Supplied passage:
-=-=-=-=-

It has been over twenty years since I read Irish Chang's incredible book The Rape of Nanking: The Forgotten Holocaust of World War II about the horrible massacres and mass rapes of Chinese civilians (the death toll was over 250,000 with over 100,000 women and very young girls raped) but I have never forgotten the things I learned from this book. I am a devotee of the Japanese novel and one of the paradoxes one must deal with is how a culture that could produce such profound and exquisite literary works could also let loose such horrors on millions of innocents in completely unprovoked warfare and then deny it ever really happened. Irish Chang (1968 to 2004) was an amazing person as is her mother, Ying Ying Chang.
Ying Ying Chang is the mother of Iris Chang. She has a PhD from Harvard in biochemistry and her husband has a PhD, also from Harvard, in physics. Both had long and successful careers as scientists. This loving, wonderful, wise and in a way heart breaking book is her account of how her daughter came to write the book she is famous for but it is overall an attempt to come to terms with why her daughter killed herself at 36, after having achieved tremendous success. It is about family and about the Chinese-American experience. There is so much to admire, learn from and just love in this book I do not quite know where to begin.
The book was clearly born of Professor Chang's desperate need to try to understand why her daughter killed herself. She seemingly had everything, career success with a New York Times best selling book, world wide acclaim and respect, a loving husband, great friends and family including a very young son. I think it is good that Mrs Chang starts out by telling us in the opening pages that her daughter killed herself. I think most potential readers of this book already at least know this and the basic facts set out in The Rape of Nanking. I do not quite know how to post on Ying Ying Chang's book so I will just make a few observations of things that struck me.
The first time the book touch me personally was in the opening pages where we learn the family adopted a stray cat who ended up living with them for 21 years. Iris Chang was totally into the reading life. Her mother tells us that in books she felt liberated and that books set her free and comforted her. She was from a very young age deeply into classic literature. You can see in the child rearing patterns of the Chang family why Iris Chang and her brother both became very high achievers.

-=-=-=-=-

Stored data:
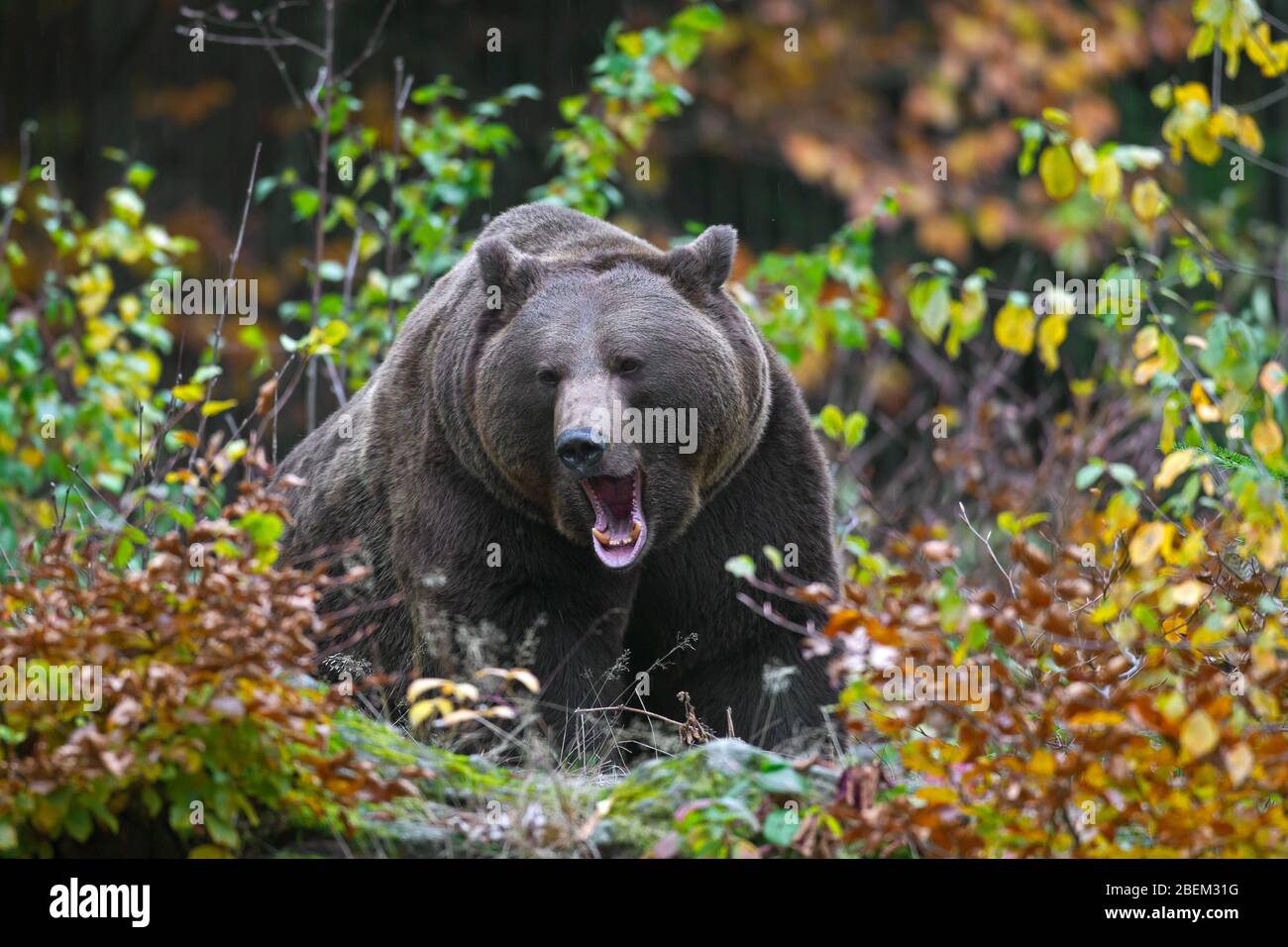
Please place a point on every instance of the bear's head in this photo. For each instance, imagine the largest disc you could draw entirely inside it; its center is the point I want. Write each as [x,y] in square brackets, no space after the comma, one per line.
[614,394]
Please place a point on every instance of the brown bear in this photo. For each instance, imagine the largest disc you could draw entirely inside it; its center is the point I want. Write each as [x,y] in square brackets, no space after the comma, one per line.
[571,436]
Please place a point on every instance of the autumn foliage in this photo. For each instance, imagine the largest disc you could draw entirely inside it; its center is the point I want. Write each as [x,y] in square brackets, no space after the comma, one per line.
[204,724]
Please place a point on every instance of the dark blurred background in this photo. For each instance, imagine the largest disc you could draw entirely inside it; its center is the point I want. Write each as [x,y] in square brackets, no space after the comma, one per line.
[786,147]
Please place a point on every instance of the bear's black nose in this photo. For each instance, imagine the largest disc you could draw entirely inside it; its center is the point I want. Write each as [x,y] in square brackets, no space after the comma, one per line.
[580,450]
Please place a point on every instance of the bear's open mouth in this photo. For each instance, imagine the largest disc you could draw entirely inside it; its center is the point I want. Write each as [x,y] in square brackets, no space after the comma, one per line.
[619,530]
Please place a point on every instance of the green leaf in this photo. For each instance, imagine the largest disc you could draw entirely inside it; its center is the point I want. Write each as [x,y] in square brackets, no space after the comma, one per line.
[832,421]
[741,566]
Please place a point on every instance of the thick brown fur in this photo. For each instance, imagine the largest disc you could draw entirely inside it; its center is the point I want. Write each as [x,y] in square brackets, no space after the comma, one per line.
[445,463]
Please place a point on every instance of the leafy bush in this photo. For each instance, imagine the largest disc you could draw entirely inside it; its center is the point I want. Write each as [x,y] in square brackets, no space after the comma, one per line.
[202,720]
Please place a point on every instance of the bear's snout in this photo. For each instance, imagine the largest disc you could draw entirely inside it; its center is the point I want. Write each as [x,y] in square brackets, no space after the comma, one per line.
[580,450]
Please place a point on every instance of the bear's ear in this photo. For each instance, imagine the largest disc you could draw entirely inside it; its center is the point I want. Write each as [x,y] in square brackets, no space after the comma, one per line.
[509,275]
[704,263]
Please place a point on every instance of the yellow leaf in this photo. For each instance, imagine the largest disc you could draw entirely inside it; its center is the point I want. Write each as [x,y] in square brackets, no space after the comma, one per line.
[1059,175]
[1042,763]
[1146,543]
[1107,182]
[1014,328]
[1239,762]
[1051,333]
[1096,718]
[1199,735]
[1189,592]
[1083,157]
[1146,200]
[936,795]
[1273,379]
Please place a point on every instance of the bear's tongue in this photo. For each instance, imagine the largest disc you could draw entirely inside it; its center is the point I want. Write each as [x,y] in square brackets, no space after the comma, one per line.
[619,527]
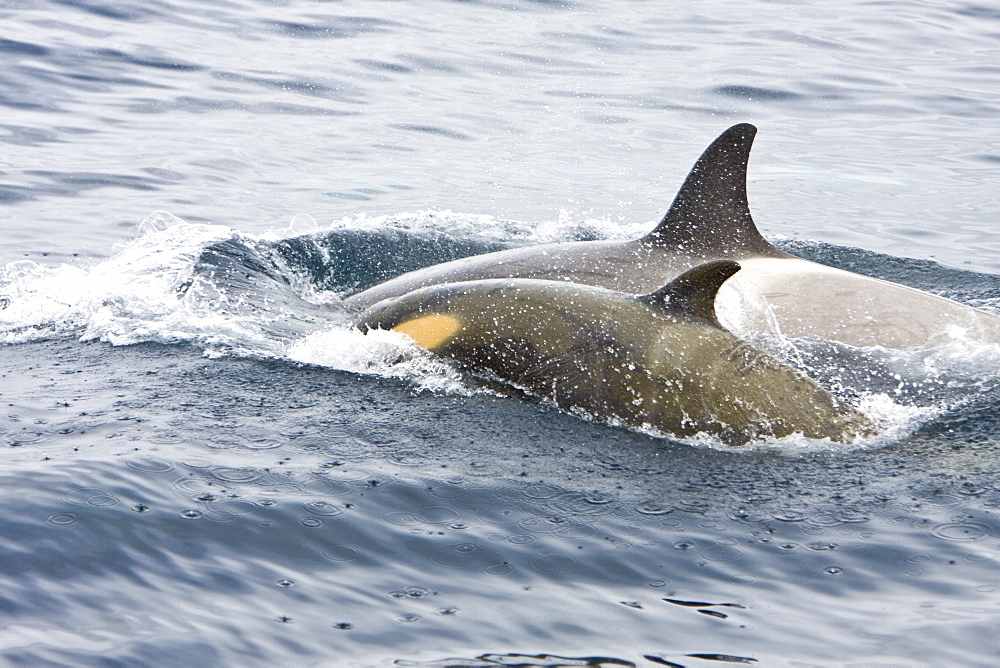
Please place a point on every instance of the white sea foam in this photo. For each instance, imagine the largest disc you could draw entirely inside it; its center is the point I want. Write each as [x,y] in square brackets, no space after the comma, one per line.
[378,352]
[149,291]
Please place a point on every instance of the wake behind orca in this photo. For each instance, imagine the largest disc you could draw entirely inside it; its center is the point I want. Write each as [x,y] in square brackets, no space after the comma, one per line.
[710,219]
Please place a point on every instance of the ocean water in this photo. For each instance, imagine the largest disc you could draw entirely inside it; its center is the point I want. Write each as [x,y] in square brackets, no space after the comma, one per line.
[202,464]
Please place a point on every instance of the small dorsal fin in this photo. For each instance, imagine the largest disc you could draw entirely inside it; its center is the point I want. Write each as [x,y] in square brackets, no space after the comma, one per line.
[710,215]
[692,294]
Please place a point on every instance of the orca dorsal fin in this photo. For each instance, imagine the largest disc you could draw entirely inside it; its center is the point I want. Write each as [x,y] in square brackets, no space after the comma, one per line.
[710,215]
[692,294]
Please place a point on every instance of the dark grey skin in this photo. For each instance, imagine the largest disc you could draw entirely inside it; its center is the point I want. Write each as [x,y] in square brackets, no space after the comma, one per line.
[660,361]
[710,219]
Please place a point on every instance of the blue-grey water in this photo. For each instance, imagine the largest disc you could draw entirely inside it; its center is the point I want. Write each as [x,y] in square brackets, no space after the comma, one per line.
[202,465]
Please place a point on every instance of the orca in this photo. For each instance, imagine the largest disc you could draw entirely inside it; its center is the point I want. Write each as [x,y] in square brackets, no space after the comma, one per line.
[710,219]
[660,361]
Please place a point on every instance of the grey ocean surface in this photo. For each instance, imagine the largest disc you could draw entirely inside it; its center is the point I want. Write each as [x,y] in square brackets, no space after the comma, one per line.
[202,465]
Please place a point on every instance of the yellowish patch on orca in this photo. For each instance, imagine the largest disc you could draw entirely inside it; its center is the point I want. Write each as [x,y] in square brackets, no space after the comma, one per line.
[430,331]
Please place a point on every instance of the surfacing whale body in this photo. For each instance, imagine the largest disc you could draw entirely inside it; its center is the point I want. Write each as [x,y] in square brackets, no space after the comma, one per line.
[659,361]
[710,219]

-=-=-=-=-

To do:
**A.** Decide whether each statement agrees with the review. Give yes or no for each, with the words from the review that settle it, quoted exactly: (i) Ying Ying Chang earned her Harvard PhD in physics. (ii) The stray cat the family adopted lived with them for 21 years. (iii) Iris Chang killed herself at 36.
**B.** Quote the review word for word, everything from "Ying Ying Chang is" down to "where to begin.".
Answer from the review alone.

Numbered responses:
**A.**
(i) No: "She has a PhD from Harvard in biochemistry and her husband has a PhD, also from Harvard, in physics."
(ii) Yes: "the family adopted a stray cat who ended up living with them for 21 years."
(iii) Yes: "why her daughter killed herself at 36"

**B.**
Ying Ying Chang is the mother of Iris Chang. She has a PhD from Harvard in biochemistry and her husband has a PhD, also from Harvard, in physics. Both had long and successful careers as scientists. This loving, wonderful, wise and in a way heart breaking book is her account of how her daughter came to write the book she is famous for but it is overall an attempt to come to terms with why her daughter killed herself at 36, after having achieved tremendous success. It is about family and about the Chinese-American experience. There is so much to admire, learn from and just love in this book I do not quite know where to begin.